— start Excerpted records —
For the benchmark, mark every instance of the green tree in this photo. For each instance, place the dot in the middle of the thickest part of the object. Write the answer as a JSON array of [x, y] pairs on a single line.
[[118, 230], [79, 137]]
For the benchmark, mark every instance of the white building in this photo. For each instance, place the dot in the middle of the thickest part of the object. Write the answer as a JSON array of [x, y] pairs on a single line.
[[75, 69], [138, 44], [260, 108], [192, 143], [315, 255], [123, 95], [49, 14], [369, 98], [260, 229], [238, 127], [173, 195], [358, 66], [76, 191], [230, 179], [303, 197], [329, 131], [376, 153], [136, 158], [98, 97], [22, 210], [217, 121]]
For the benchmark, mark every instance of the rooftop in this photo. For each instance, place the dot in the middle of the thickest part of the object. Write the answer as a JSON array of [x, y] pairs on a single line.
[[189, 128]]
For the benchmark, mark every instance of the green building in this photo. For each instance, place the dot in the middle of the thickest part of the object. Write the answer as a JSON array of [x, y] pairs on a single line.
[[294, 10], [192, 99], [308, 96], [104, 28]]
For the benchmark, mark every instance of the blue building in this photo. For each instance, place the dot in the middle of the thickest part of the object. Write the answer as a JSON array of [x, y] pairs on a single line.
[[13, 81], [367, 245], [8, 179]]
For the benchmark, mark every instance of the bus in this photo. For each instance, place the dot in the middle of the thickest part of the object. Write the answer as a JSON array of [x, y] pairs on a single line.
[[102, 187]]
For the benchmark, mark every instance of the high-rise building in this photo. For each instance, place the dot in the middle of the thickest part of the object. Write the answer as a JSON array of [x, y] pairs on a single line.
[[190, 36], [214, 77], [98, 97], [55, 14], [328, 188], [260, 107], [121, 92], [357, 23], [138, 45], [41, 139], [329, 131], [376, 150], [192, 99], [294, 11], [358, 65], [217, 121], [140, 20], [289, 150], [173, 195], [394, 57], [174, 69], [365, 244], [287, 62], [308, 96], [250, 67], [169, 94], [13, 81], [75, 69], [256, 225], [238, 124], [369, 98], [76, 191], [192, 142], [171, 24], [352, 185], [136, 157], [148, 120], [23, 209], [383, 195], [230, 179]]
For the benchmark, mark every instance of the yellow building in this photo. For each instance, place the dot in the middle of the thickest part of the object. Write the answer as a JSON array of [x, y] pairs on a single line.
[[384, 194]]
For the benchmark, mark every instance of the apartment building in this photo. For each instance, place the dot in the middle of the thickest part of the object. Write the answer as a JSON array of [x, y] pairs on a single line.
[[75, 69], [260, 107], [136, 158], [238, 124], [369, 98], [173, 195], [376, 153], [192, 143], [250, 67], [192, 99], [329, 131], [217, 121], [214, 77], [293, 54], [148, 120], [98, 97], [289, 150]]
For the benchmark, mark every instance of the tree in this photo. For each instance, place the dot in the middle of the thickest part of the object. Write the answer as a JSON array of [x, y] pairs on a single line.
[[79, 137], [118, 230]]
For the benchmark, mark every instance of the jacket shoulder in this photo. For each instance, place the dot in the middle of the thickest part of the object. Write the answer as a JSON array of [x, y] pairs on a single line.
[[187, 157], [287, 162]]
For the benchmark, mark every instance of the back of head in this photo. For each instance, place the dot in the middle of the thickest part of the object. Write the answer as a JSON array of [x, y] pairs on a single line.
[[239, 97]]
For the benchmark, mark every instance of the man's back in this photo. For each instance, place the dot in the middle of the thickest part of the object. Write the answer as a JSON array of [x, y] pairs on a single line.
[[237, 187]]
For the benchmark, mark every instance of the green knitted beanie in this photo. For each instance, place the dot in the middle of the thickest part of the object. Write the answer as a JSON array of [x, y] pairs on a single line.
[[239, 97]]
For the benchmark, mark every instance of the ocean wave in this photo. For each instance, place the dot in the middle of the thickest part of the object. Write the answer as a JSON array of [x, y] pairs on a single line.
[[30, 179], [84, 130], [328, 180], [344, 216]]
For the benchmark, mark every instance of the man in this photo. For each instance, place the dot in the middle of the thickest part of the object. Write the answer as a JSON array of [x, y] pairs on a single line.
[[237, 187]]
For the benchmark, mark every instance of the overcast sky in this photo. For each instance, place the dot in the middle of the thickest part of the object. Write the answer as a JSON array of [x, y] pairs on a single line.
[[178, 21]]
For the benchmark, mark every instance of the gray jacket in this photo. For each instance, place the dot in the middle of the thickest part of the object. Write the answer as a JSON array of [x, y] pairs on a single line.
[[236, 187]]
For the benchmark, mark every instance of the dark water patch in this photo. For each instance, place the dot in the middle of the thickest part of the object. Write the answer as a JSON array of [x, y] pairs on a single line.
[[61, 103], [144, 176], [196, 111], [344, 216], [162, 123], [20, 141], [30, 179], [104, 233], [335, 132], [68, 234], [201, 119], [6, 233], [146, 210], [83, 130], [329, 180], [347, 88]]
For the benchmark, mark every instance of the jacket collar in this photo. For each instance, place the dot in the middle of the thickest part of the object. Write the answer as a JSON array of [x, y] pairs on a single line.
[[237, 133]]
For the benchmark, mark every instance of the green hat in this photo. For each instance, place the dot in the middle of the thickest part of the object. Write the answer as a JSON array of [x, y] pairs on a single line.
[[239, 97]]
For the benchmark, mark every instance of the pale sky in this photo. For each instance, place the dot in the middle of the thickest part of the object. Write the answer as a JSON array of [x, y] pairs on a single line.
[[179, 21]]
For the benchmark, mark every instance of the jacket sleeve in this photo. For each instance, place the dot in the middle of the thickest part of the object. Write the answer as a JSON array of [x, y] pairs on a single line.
— end Excerpted records —
• **Exercise prompt**
Pull out every row above and reproduce each line word for word, without changing anything.

• **Right answer**
For the benchmark, mark every instance of the green tree in this photo. For each instance, place the dot in the middle of the thickest part of the object. Write the answer as a JSON array of [x, y] pairs on a single line.
[[118, 230], [79, 137]]
For the benchmark, mark every instance of the white building in this photo. For each instance, place the dot in the middle of the thickest part of the object. Write the answer as a JSON array of [x, y] pairs on a single line.
[[75, 69], [138, 44], [260, 108], [192, 143], [315, 255], [123, 95], [49, 14], [369, 98], [260, 229], [238, 127], [173, 195], [358, 66], [76, 191], [230, 179], [303, 197], [329, 131], [376, 153], [136, 158], [98, 97], [22, 210], [217, 121]]
For the benchmark, mark every instance of the rooftop in this photo. For each instance, place the dot in the middle of the thickest part of the object. Write the answer as a JSON array of [x, y] pairs on a single line.
[[189, 128]]
For the benchmark, mark every instance of the green building in this photo. For each instance, place the dot in the middle of the thickest part of the object. Write the answer as a JSON array of [x, y] pairs on a single line.
[[294, 10], [192, 99], [308, 96], [104, 28]]
For the benchmark, mark every instance of the blue building in this photo. For each instance, place the dot in the middle of the thickest part of the object. Write the answer as a JSON array of [x, y] pairs on a single line.
[[13, 81], [367, 245], [8, 179]]
For the benchmark, mark every instance of the bus in this photo. For each instance, place the dot in the middle of the thickest part of the object. Write the answer as a JSON array of [x, y] pairs on a single line.
[[102, 187]]
For the benchmark, mark every instance of the high-rise building in this photo. For each instance, place the dot in the middle of the thickest part of the object. Write the answer as a JSON array of [x, y] pairs on a single line.
[[190, 36], [214, 77], [98, 97], [55, 14], [328, 188], [260, 107], [121, 92], [357, 23], [138, 45], [41, 139], [329, 131], [376, 150], [192, 99], [294, 11], [358, 65], [217, 121], [140, 20], [289, 150], [173, 195], [394, 57], [174, 69], [365, 244], [287, 62], [308, 96], [250, 67], [169, 94], [13, 81], [75, 69], [256, 225], [238, 124], [369, 98], [76, 191], [192, 142], [171, 24], [352, 185], [136, 157], [148, 120], [23, 209], [383, 195], [230, 179]]
For the benchmark, mark every instance of the yellow building in this photo. For each instance, place the dot in the middle of the thickest part of the object. Write the answer as a JSON array of [x, y] pairs on a single line.
[[384, 194]]
For the benchmark, mark every instance of the apartment building in this photo. For each instance, place the dot in the middle of the thickest part of the object. Write the answer as a JSON array of [x, y] pairs on a single line.
[[75, 69], [260, 107], [136, 158], [238, 124], [369, 98], [173, 195], [376, 153], [192, 143], [250, 67], [192, 99], [329, 131], [217, 121], [214, 77], [293, 54], [148, 120], [98, 97], [289, 150]]
For the benchmark, mark every instance of the tree in this photo. For each instance, place the dot in the middle of the thickest part of the object. Write the answer as a JSON array of [x, y] pairs on a single line.
[[79, 137], [118, 230]]
For the benchmark, mark every instance of the jacket shoulder in this photo. For each instance, place the dot in the middle of the thickest part of the object. Write the answer as a JSON array of [x, y] pairs on a single line.
[[187, 157], [287, 162]]
For the benchmark, mark every instance of the back of head in this photo. For each instance, place the dot in the middle of the thickest part of the object. Write the answer as a JSON array of [x, y] pairs on a single line.
[[239, 97]]
For the benchmark, mark every instance of the man's back in this photo. For each instance, place the dot in the middle of the thickest part of the object. Write the answer as a JSON array of [x, y] pairs on a single line.
[[237, 187]]
For the benchmark, mark every instance of the green knitted beanie in this photo. For each instance, place the dot in the middle of the thickest part of the object. Write the answer as a JSON array of [x, y] pairs on a single line.
[[239, 97]]
For the benchmark, mark every instance of the ocean wave in this photo. For each instance, place the dot in the middle of the thickest part of the object. Write the answer as a JSON array of [x, y] pairs on a single line.
[[30, 179], [84, 130], [328, 180], [344, 216]]
For the benchmark, mark every instance of the man in this photo. For each instance, place the dot in the middle of the thickest part of the object. Write the answer as a JSON array of [x, y] pairs on a single line.
[[237, 187]]
For the benchmark, mark every instance of the overcast sky in this photo. For each instance, place the dot in the middle of the thickest part of the object. Write the answer as a JSON array of [x, y] pairs on a single line.
[[178, 21]]
For the benchmark, mark every instance of the gray jacket in this photo. For each instance, place the dot in the middle of the thickest part of the object. Write the answer as a JSON array of [x, y] pairs on a single line.
[[236, 187]]
For the benchmark, mark every instance of the dark water patch in this photo. For each instance, place the dot in the middle of the thickest part of the object. Write the answer as a JSON array of [x, y] pairs on a single line.
[[61, 103], [144, 176], [196, 111], [344, 216], [162, 123], [20, 141], [30, 179], [104, 233], [335, 132], [68, 234], [201, 119], [6, 233], [146, 210], [83, 130], [329, 180], [347, 88]]
For the benchmark, mark every instance of the jacket collar in this photo. For each instance, place the dot in the middle of the thickest part of the object. Write the answer as a JSON array of [x, y] pairs on a single line.
[[237, 133]]
For the benchmark, mark every instance of the green hat in this photo. For each instance, place the dot in the middle of the thickest part of the object. Write the answer as a JSON array of [x, y] pairs on a single line.
[[239, 97]]
For the benchmark, mark every instance of the pale sky in this photo. For each instance, place the dot in the middle of the thickest part of the object. Write the answer as a JSON array of [x, y] pairs on a single line.
[[179, 21]]
For the benchmark, mark every instance of the jacket sleeve in this photo. For each instance, place the dot in the middle of the thickest part of the object. Write the answer as a JSON array of [x, y] pairs on a single line.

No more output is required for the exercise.